Passage given:

Calling a fee “nonrefundable” doesn't make it so. Whether a client is entitled to a refund of fees when the lawyer-client relationship ends depends upon whether the fee paid by the client in advance is clearly excessive under the circumstances, not the terminology used by the lawyer to describe the fee.

Although terminology doesn't determine “refundability,” it is nonetheless useful to begin any discussion of lawyer fees by clarifying the terms. In general, fees paid by clients at the beginning of the representation fall into one of the following three categories: (1) Advance: A pre-payment of fees to be billed, usually on an hourly basis, which is essentially a security deposit belonging to the client and must therefore be deposited into the lawyer's trust account and withdrawn as it is earned; (2) Prepaid Flat Fee: A one-time payment for specified legal services to be completed within a reasonable period of time, to which the lawyer asserts immediate entitlement and which is, therefore, deposited into the general operating account; or (3) True Retainer: A payment that reserves the exclusive services of the lawyer but is not used to pay for the legal work done by the lawyer. A lawyer is immediately entitled to a true retainer upon payment because the reservation of the lawyer's services is the consideration for the retainer. The true retainer therefore should be deposited in the general operating account. The majority of fees paid at the inception of the lawyer-client relationship are either advances or flat fees, notwithstanding the tendency of many lawyers to refer to any initial payment as a “retainer.”

These three types of up-front fees are distinct, and it is incumbent upon the lawyer to explain the nature of his or her fees to the client. Flat fees and true retainers may only be treated as earned upon receipt if the lawyer clearly explains this arrangement to the client and the client agrees.1 Otherwise, the payment is (by default) an advance: It is presumed to be a “deposit securing the payment of a fee which is yet to be earned.” (RPC 158) Fee arrangements may provide for more than one type of fee, but “[t]here should be a clear agreement between the lawyer and client as to which portion of the payment is a true general retainer, or a flat fee, and which portion of the payment is an advance. Absent such an agreement, the entire payment must be deposited into the trust account and will be considered client funds until earned.” (97 FEO 4)

Dataset excerpt:
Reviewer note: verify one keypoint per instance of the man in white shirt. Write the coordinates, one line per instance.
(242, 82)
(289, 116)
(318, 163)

Set exercise: Carry on the passage about up-front lawyer fees, picking up right after its final sentence.

Task response:
While it is important to differentiate these types of paid-in-advance fees so that both lawyer and client clearly understand the nature of the fee paid, it is improper for the lawyer to refer to any fees as “nonrefundable.” “[N]o fee is truly ‘nonrefundable.'” (2000 FEO 5) This is true because of the cardinal rule prohibiting clearly excessive lawyer fees. Rule 1.5(a). The permissive guidelines regarding lawyer fees in the ethics opinions are subordinate to the ethical prohibition on clearly excessive fees in Rule 1.5. Accordingly, in order to avoid charging a clearly excessive fee, a lawyer may ultimately have to refund all or part of any type of fee paid in advance. When a client-lawyer relationship ends, the lawyer must “consider all of the circumstances associated with the case in retrospect for the purpose of determining whether the fee...was reasonable. To the extent that the fee charged and collected exceeded a reasonable fee under the circumstances, a refund [is] necessary.” (RPC 106)

Because “there is always a possibility that a lawyer will have to refund some or all of any type of advance fee if the lawyer-client relationship ends before the contemplated services are rendered,” it “is false and misleading in violation of Rule 7.1” to call such a payment a ‘nonrefundable fee.'” Moreover, the designation of the fee as ‘nonrefundable' in the fee agreement has a chilling effect on the client's [absolute] right to terminate the representation at any time.” (2000 FEO 5)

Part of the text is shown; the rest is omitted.